* Stored items:
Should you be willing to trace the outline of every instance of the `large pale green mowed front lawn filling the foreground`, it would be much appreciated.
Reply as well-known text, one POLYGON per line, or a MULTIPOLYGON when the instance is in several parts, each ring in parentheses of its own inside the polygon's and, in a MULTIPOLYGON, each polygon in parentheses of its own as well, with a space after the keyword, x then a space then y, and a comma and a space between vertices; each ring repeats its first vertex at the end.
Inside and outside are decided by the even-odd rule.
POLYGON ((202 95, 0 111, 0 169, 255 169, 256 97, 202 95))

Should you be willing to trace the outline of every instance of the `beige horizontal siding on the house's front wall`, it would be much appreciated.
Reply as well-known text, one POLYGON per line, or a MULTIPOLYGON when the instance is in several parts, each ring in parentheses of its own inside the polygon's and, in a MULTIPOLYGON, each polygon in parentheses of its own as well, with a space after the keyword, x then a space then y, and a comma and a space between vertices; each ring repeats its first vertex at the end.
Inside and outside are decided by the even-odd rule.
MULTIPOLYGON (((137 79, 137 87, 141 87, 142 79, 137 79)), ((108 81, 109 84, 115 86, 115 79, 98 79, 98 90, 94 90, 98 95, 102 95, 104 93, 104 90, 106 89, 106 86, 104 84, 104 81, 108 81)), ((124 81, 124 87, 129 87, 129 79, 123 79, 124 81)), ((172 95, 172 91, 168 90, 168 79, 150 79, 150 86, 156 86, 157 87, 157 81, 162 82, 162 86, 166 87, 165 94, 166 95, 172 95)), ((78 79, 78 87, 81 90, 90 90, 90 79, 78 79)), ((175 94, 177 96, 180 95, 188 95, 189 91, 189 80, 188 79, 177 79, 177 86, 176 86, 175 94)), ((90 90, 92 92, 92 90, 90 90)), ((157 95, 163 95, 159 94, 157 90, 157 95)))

* PROBLEM REQUIREMENTS: The full data, transcribed without change, is the expected answer.

* RESPONSE FOR THIS EXERCISE:
Should you be willing to trace the outline of every instance of the `large pale green mowed front lawn filling the foreground`, it would be much appreciated.
Reply as well-known text, one POLYGON per line, or a MULTIPOLYGON when the instance is in several parts, each ring in parentheses of its own inside the polygon's and, in a MULTIPOLYGON, each polygon in parentheses of its own as well, with a space after the keyword, x then a space then y, and a comma and a space between vertices; each ring repeats its first vertex at the end.
Inside and outside are decided by the even-odd rule.
POLYGON ((202 95, 0 111, 0 169, 255 169, 256 97, 202 95))

Should you be willing to trace the outline of every instance of the `beige horizontal siding on the house's front wall`, it would be much appreciated.
Reply as well-known text, one POLYGON per line, or a MULTIPOLYGON when the instance is in several parts, each ring in parentheses of its own inside the polygon's and, in a MULTIPOLYGON, each polygon in parentheses of its own as well, with a space after the keyword, x then a space then y, and a comma and a space between vertices; each ring repeats its first vertex at the end.
Inside and outside are decided by the even-odd rule.
MULTIPOLYGON (((137 79, 137 87, 141 87, 142 79, 137 79)), ((108 81, 109 84, 115 86, 115 79, 98 79, 98 90, 94 90, 98 95, 102 95, 104 93, 104 90, 106 89, 106 86, 104 84, 104 81, 108 81)), ((124 81, 124 87, 129 87, 129 79, 123 79, 124 81)), ((172 95, 172 91, 168 90, 168 79, 150 79, 150 86, 156 86, 157 87, 157 81, 162 82, 162 86, 166 87, 165 94, 166 95, 172 95)), ((78 79, 78 87, 81 90, 90 90, 90 79, 78 79)), ((175 94, 177 96, 180 95, 188 95, 189 91, 189 80, 188 79, 177 79, 177 86, 176 86, 175 94)), ((90 90, 92 92, 92 90, 90 90)), ((157 95, 163 95, 159 94, 157 90, 157 95)))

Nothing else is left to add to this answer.